■ **SOURCE EXTRACT**
______________________________
Lime water is simply the calcium rich water which forms over the top of lime putty and can help top stiffen the surface significantly.

However it seems that you really ought to take a step back and start over. Before tackling the damage you should find out what is going on. Is the crumbling due to the nature of the stone and its age, or due to a problem (such as damp)? Is some form of coating (e.g. lime water) suitable, or has the damage gone so far that some careful replacement by a mason is necessary?

Diluted Limewash is often a suitable way of consolidating stone faces, but until the situation has been properly assessed it would be inappropriate to launch into a specific repair or coating at present.

I note you are in Oxfordshire and Richard Oxley of Oxley Conservation may be able to assist you further - his details can be found on the 'Seeking Specialists' section of the site and/or the Building Conservation Directory. As well as, or instead of, you ought to seek advice from a stone mason.

Period Property UK would like to thank Stephen Boniface, Tony Redman and other partners at the The Whitworth Co-Partnership with Boniface Associates for responding to this question.

 

 
 
 
 

SUBJECT: Deliberate debris?
FROM: Nicholas Cole (Worcestershire)
We live in a timber framed farmhouse built about 1590. We are having some electrical work done on the top attic floor which is intended for habitation. I notice that the space under the floorboards is mostly filled with dry hay and hayseed. There is a substantial amount of this material which would take days to clear out and involve lifting many ancient floorboards.

Do you think it needs to be removed? At first I wondered if it had been deliberately put there as some form of old insulation? Was this common? Alternatively the attics may have been used when it was a farm to store seed and it has simply fallen through the gaps between the boards and accumulated there over many years.

My concern is whether it is a fire or health hazard (i.e. attracting mice). So far I have found a couple of dead birds and a dead mouse under the boards. Your advice would be welcome. My inclination is to clear the bits I can get to easily and leave the rest well alone.

Nicholas Cole

Without seeing it I cannot say whether it is there deliberately or as debris. It is not unknown for such materials to be used for 'pugging' in floor voids, but I cannot say it was common because straw was always regarded as a fire risk.

That said, it is now presumably very dry and is a high fire risk. If it is tightly packed in a void it may smoulder rather than catch fire, but any form of heat or flame could be problematic.
______________________________
■ **GIVEN DATA**
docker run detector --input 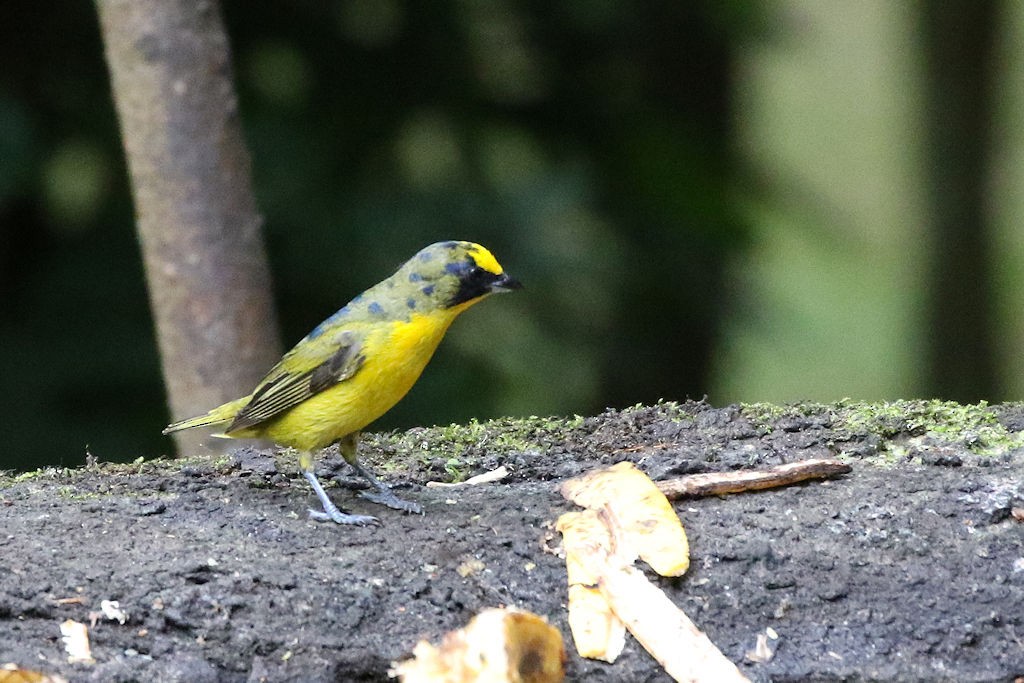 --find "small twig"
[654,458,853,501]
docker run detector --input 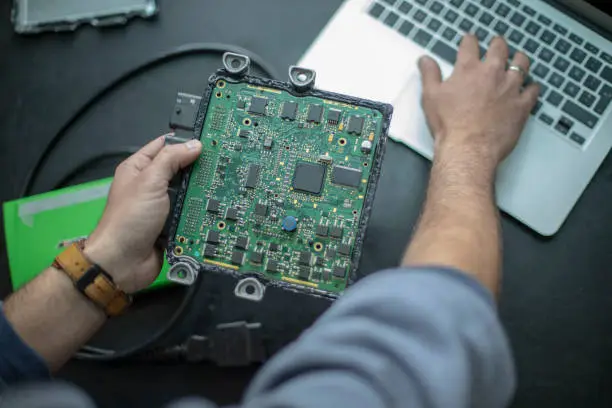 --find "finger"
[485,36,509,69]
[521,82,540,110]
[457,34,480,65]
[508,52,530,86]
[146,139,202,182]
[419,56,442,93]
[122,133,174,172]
______________________________
■ **REQUIRED ACTIONS**
1. Rewrite the period-property advice from "Lime water is" through "coating at present.", putting "moisture" in place of "damp".
2. Extend the period-property advice beyond its final sentence.

■ **ANSWERS TO THE EXERCISES**
1.
Lime water is simply the calcium rich water which forms over the top of lime putty and can help top stiffen the surface significantly.

However it seems that you really ought to take a step back and start over. Before tackling the damage you should find out what is going on. Is the crumbling due to the nature of the stone and its age, or due to a problem (such as moisture)? Is some form of coating (e.g. lime water) suitable, or has the damage gone so far that some careful replacement by a mason is necessary?

Diluted Limewash is often a suitable way of consolidating stone faces, but until the situation has been properly assessed it would be inappropriate to launch into a specific repair or coating at present.

2.
In addition there is the health issue you mention.

Tightly packed straw deliberately used as an insulant is not necessarily a problem, but I am not sure this is what you have.

Speak to your local Conservation Officer to get a view and if it is removed remember there could be some interesting 'archaeology' in the floor void.

My preference is for its removal unless it is quite obviously deliberately installed as insulation.

I cannot see the benefit in terms of fire risk or health in removing only some of the material.

In contrast to the above comments you could take the view that it has survived all these years without a problem and now that you are aware of its presence you will simply need to take care.

Period Property UK would like to thank Stephen Boniface, Tony Redman and other partners at the The Whitworth Co-Partnership with Boniface Associates for responding to this question.

 
 
 
 

SUBJECT: Causing havoc for no good reason
FROM: Rajveen Gill (Greater London)
I live in a 3 storey period block of flats and my leasehold flat is on the mansard level. The freeholder's surveyor has discovered the external gutter at the top of the second floor is in danger of collapsing. The surveyor tried to get access to it from the ceiling of the second floor flat, but this proved impossible. He now wants to get to it from an internal wall in my flat.

My question is - why does this work need doing from the inside out? Shouldn't the gutter by fixed from the outside? Since the surveyor has already mistakenly attempted access from the second floor ceiling, I am concerned he might be causing havoc in my flat for no good reason.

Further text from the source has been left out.